In the interest of conditioning the children for our around-the-world trip, we started traveling with Katrina and Jordan when they were in diapers, visiting such varied destinations as Maui, Mexico, and New Zealand. Jordan was just learning to talk when he heard of our future yearlong trip. When referring to it, the words “World-the-Round Trip” came tumbling out of his mouth; the name stuck.

As the kids grew older, the abstract discussions about this future trip started to come into focus. Three years before we left we took an ambitious month-long test trip to the most expensive places we could think of, Switzerland and Austria. This was to help us gauge our budget, but it was also to test ourselves.

That trip cemented our resolve to execute the plan. Although we had been setting money aside for several years already, suddenly we put a rigid savings plan into place with a specific date in mind. We placed a gigantic map on a wall of our house. A favorite family pastime became placing Post-it notes near locations we would like to visit, describing activities there, climate patterns and so on. About a year before departure our research expanded to include airfares, equipment, online bill paying, and homeschooling Katrina and Jordan while on the road. The months remaining whittled down to weeks and the number of items on our to-do list seemed more numerous than the days remaining. We drew up our wills. We rented our house. September's parents offered to maintain our domestic affairs at home, like receiving our mail and managing the house. As our departure date neared, the tempo increased and so did our anxiety level.

• _TASKS TO PERFORM_:
A. Summarize the text about the family's world trip in two sentences.
B. Update the text about the family's world trip by writing out the stretch from "In the interest" through "to test ourselves." with "Switzerland" changed to "Norway".
Base every answer on the text about the family's world trip alone.

• _SUPPLIED DATA_:
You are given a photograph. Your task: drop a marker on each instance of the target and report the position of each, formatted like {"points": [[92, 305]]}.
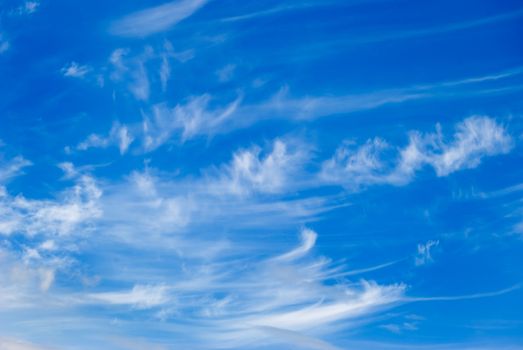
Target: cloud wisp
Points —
{"points": [[156, 19]]}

• _RESPONSE LIST_:
A. A family began traveling with their young children, Katrina and Jordan, to prepare them for a yearlong trip around the world, which Jordan named the "World-the-Round Trip." After a month-long test trip to Switzerland and Austria, the family put a rigid savings plan in place and spent the time before departure researching, planning, and arranging their affairs at home.

B.
In the interest of conditioning the children for our around-the-world trip, we started traveling with Katrina and Jordan when they were in diapers, visiting such varied destinations as Maui, Mexico, and New Zealand. Jordan was just learning to talk when he heard of our future yearlong trip. When referring to it, the words “World-the-Round Trip” came tumbling out of his mouth; the name stuck.

As the kids grew older, the abstract discussions about this future trip started to come into focus. Three years before we left we took an ambitious month-long test trip to the most expensive places we could think of, Norway and Austria. This was to help us gauge our budget, but it was also to test ourselves.